Using the information —
a - In the passage about prairie grouse on the Fort Pierre National Grassland, how many male sharp-tailed grouse were counted in 2017?
b - What is the Spanish for this sentence from the passage about prairie grouse on the Fort Pierre National Grassland: "USDA Forest Service staff have conducted standardized surveys there since 1988."
c - Extend the passage about prairie grouse on the Fort Pierre National Grassland, picking up after its final sentence.
══ Passage to read
Drought reduces prairie grouse numbers on the Fort Pierre National Grassland

A total of 354 male greater prairie-chickens and 65 male sharp-tailed grouse were counted this spring on a portion of the Fort Pierre National Grassland in central South Dakota. USDA Forest Service staff have conducted standardized surveys there since 1988. This year’s tallies are lower than 2017’s counts of 421 greater prairie-chickens and 80 sharp-tailed grouse.

Dan Svingen, District Ranger for the Fort Pierre Ranger District, noted that, “Based on historic patterns of gamebird population response to weather, we anticipated finding fewer birds this spring due to the severe drought of 2017. The decline observed this spring is also consistent with the wing data collected last autumn that indicated greatly reduced reproductive success in summer 2017, particularly for greater prairie-chickens.” Svingen also added: “Working with our livestock permittees, we reduced grazing levels on the Fort Pierre National Grassland in both 2017 and 2018 in response to the drought; those actions will make it easier for gamebirds to recover if favorable weather occurs.”
════
══ Data extracts
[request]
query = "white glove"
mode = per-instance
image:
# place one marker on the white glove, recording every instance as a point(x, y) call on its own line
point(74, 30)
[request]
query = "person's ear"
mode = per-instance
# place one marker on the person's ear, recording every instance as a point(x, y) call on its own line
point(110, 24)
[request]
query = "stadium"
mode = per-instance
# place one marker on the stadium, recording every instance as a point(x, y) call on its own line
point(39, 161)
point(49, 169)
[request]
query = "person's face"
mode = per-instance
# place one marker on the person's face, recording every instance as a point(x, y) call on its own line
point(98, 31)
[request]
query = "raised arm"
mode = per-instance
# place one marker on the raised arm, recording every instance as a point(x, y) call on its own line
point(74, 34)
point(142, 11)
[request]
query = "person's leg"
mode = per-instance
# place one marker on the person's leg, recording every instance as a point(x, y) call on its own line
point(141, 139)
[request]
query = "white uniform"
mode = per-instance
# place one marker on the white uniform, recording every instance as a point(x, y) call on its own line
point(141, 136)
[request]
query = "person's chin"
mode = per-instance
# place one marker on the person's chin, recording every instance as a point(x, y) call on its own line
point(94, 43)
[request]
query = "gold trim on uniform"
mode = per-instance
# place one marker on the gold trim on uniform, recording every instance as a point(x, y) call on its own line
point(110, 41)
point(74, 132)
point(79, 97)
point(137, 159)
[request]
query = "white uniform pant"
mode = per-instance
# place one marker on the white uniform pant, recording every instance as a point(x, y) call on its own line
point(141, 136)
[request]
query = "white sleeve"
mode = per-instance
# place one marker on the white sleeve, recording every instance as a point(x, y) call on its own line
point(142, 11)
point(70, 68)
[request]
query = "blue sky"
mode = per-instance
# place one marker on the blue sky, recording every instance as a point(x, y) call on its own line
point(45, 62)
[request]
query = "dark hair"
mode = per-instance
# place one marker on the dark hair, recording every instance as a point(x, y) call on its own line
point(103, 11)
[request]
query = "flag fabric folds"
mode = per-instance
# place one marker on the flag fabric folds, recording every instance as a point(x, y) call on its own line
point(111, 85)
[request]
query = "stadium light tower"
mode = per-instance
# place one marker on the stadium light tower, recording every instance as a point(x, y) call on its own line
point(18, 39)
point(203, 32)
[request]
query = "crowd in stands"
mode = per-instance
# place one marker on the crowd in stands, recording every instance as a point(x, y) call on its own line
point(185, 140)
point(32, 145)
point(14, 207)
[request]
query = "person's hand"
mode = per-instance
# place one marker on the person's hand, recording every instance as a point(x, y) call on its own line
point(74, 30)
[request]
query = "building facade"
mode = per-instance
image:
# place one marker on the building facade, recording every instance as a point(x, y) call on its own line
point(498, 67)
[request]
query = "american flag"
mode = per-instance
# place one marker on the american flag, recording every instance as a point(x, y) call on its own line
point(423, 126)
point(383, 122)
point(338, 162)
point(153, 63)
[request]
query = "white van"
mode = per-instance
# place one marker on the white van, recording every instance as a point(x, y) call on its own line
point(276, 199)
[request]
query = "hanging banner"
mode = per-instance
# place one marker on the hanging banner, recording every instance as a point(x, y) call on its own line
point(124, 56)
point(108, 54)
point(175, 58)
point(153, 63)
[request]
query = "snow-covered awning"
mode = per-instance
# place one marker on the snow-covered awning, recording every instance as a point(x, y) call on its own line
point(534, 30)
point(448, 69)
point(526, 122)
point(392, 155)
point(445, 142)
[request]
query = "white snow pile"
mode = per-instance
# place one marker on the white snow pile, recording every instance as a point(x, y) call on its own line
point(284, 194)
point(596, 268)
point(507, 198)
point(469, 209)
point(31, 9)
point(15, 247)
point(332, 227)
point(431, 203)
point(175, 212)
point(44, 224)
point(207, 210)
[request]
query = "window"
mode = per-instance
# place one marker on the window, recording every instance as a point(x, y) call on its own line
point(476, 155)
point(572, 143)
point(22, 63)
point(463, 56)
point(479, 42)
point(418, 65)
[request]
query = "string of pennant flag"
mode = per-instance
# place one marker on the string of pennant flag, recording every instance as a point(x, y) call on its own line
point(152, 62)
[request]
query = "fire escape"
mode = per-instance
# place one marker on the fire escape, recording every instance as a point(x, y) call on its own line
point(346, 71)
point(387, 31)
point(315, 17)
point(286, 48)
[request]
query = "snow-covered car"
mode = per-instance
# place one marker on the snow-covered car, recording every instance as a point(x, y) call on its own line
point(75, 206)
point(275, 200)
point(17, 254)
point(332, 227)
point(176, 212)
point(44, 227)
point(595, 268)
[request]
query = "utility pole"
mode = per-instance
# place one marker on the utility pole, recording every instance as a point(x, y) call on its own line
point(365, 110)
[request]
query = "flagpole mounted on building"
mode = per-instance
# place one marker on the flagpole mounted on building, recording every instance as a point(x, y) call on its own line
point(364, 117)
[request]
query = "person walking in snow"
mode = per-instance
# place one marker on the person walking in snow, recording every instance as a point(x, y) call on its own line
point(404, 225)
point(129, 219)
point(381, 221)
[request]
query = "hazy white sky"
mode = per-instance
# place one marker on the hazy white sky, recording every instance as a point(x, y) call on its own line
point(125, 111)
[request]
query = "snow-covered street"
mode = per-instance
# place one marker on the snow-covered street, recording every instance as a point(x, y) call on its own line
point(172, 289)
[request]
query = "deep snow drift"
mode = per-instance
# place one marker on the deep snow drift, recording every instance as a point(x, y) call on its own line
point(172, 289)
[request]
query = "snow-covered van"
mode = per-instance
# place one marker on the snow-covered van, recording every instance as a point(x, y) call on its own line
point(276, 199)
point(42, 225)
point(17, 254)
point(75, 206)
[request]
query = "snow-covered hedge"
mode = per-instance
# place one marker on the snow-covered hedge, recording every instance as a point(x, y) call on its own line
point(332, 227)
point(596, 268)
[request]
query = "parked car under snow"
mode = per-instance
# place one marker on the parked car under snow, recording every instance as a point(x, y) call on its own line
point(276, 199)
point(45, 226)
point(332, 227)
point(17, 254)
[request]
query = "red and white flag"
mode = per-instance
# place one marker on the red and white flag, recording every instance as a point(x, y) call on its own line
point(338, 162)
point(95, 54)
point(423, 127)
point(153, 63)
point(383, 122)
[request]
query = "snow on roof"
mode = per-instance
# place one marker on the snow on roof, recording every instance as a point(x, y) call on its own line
════
Task-by-task outputs —
a - 80

b - El personal del Servicio Forestal del USDA ha realizado censos estandarizados allí desde 1988.

c -
Ruben Mares, Wildlife Biologist added: “The early spring snowstorms this year brought some much needed moisture to the Grassland, but also delayed green-up. Now that the grass is growing, we will need good precipitation to encourage the vegetative and insect production needed for successful nesting and brood-rearing if we are to see prairie-chicken and grouse numbers rebound.”